*** DATA RECORDS Section Begins ***

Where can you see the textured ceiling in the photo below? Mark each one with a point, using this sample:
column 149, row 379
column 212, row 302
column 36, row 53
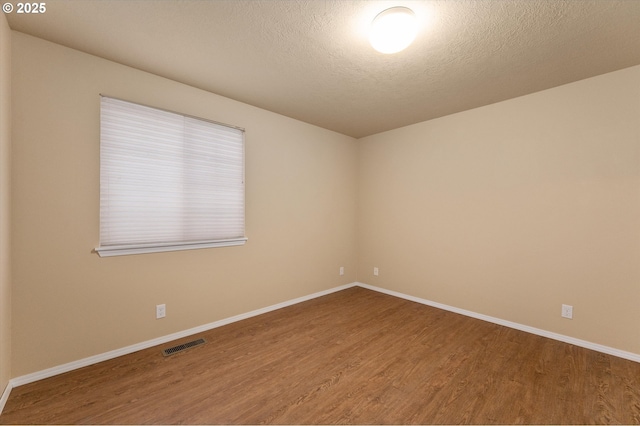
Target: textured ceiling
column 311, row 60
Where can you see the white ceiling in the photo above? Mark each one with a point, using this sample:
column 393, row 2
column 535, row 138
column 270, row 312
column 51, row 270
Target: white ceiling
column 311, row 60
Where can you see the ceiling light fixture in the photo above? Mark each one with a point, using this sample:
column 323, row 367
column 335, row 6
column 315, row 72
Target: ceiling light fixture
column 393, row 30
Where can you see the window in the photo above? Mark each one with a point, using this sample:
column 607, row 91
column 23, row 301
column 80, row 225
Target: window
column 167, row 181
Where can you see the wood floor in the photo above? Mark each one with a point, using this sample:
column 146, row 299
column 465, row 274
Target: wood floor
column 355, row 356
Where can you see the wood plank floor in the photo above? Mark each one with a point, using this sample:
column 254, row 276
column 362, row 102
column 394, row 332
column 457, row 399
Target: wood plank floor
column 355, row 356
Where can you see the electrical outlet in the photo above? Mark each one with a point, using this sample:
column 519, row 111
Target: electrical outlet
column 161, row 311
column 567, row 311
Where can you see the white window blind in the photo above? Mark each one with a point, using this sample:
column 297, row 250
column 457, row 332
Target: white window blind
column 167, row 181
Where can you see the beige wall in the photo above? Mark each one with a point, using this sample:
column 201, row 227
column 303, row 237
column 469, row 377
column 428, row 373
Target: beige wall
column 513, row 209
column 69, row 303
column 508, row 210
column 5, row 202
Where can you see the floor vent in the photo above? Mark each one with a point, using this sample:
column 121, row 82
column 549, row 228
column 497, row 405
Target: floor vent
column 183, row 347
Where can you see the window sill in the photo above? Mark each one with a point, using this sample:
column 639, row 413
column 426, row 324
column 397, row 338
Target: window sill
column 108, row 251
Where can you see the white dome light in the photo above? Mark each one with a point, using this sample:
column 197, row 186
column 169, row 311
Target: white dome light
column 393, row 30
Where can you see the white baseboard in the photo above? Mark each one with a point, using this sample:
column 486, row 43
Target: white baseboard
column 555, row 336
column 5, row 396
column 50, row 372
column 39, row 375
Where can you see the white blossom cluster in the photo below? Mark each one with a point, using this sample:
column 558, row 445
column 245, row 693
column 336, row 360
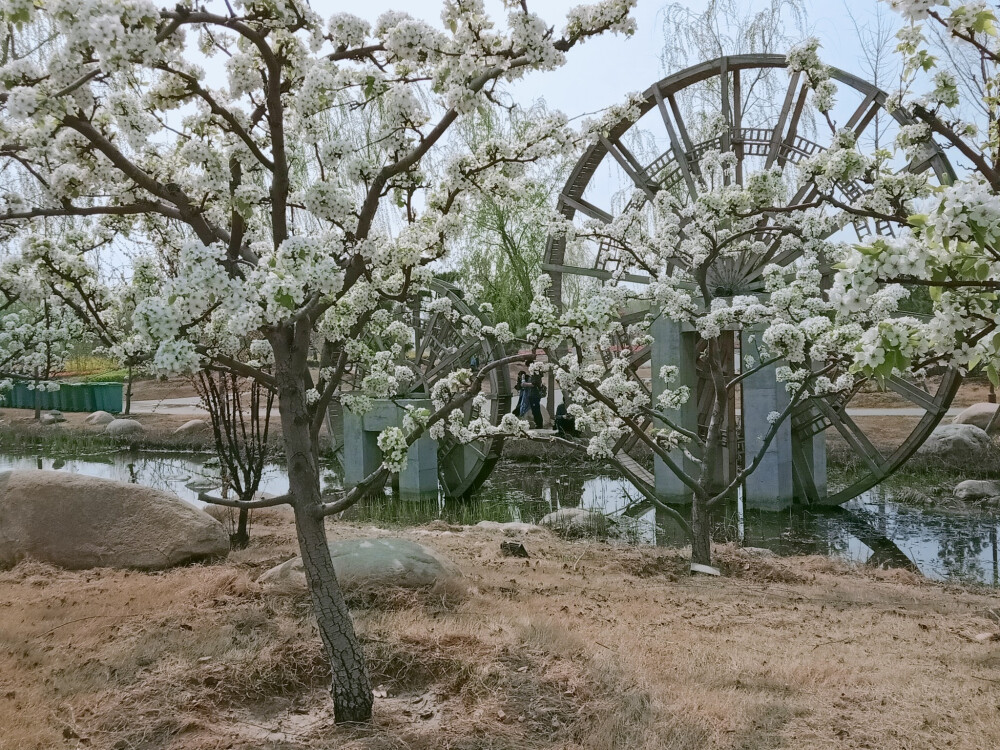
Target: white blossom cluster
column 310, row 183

*** DATA RECORDS Section Ends ***

▶ THE PROBLEM:
Filter the entries above and copy only the lines that hold "below".

▶ REPLY TO THE EXERCISE:
Where can you see the textured ceiling in the photo below? Mark each one with a point, using this sample:
Where can you see the white blossom cluster in the photo below? Mark each one with a point, using this sample:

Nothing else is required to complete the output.